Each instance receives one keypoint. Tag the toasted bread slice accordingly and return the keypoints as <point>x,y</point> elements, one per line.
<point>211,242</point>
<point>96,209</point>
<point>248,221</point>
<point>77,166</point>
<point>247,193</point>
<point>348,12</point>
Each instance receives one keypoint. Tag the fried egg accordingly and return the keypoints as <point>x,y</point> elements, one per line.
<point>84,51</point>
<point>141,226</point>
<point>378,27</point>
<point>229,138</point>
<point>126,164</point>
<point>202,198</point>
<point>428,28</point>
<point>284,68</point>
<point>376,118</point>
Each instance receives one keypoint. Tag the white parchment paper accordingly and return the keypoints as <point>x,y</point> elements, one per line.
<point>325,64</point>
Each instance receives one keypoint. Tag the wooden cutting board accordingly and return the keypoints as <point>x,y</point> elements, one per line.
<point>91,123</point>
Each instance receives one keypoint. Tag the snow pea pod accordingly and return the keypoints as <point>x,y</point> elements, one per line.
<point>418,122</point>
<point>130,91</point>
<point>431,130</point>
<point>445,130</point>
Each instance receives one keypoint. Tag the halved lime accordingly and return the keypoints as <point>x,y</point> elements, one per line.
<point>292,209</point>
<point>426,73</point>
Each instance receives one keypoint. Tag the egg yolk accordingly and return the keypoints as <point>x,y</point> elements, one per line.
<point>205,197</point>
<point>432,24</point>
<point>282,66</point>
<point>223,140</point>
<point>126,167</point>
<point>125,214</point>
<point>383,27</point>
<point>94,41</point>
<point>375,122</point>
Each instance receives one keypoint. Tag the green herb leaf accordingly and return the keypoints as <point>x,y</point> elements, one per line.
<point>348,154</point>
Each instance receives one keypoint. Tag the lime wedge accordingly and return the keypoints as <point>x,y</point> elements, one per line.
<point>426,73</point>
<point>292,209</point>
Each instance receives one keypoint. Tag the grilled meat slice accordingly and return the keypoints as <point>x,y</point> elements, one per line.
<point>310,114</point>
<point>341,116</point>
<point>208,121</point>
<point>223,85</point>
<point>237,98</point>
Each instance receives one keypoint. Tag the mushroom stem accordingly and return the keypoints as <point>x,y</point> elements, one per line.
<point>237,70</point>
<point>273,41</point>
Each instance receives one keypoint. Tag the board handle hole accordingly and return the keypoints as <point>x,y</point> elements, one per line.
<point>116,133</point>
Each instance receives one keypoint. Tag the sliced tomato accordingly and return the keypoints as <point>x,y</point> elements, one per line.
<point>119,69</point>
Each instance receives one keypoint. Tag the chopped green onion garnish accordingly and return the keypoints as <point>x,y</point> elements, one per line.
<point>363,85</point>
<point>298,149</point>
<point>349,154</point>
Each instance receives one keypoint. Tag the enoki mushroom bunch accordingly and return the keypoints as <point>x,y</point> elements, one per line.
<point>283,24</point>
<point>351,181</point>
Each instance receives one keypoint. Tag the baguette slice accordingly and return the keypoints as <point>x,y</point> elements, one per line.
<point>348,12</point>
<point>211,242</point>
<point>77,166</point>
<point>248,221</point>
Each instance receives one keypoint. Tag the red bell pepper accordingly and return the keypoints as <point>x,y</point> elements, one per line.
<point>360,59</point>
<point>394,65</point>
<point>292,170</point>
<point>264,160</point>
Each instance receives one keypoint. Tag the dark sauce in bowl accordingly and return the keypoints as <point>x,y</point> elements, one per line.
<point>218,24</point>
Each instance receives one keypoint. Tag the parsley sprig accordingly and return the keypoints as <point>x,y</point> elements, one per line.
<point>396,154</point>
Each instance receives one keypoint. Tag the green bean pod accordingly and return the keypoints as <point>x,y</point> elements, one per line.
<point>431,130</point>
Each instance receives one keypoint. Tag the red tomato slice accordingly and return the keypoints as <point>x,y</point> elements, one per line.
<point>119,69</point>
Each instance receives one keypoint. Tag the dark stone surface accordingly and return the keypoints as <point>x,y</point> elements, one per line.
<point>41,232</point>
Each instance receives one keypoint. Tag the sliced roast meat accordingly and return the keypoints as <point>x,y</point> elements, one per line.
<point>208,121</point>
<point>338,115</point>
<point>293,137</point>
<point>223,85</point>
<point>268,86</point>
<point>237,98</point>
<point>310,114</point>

++++++++++++++++++++

TASK REQUIREMENTS:
Rewrite the records between the line containing "Each instance receives one keypoint. Tag the white" and the line containing "<point>375,122</point>", inclusive, as a two-column CSV with the header columns instruction and keypoints and one row per record. Place each record's text and its answer in a single quoted field each, with line breaks converted to spaces.

FINISHED EXERCISE:
instruction,keypoints
"Each instance receives one keypoint. Tag the white parchment paper accordingly and return the keypoints as <point>x,y</point> elements, one per line.","<point>325,64</point>"
"Each instance receives one keypoint. Tag the wooden cutting board accordingly and return the keypoints as <point>x,y</point> elements, one per line.","<point>91,123</point>"
"Each instance receives one keypoint. Tag the snow pea pod accordingly and return the keypoints as <point>x,y</point> elements, one per line.","<point>418,122</point> <point>130,91</point> <point>431,130</point> <point>445,130</point>"
"Each instance receives one keypoint. Tag the halved lime accordingly and return the keypoints as <point>x,y</point> elements, one per line.","<point>292,209</point> <point>426,73</point>"
"Each instance receives one keypoint. Tag the egg yolk accordingly and return the keypoints as <point>x,y</point> elements, one per line.","<point>205,197</point> <point>432,24</point> <point>282,66</point> <point>223,140</point> <point>126,167</point> <point>125,214</point> <point>383,27</point> <point>94,41</point> <point>375,122</point>"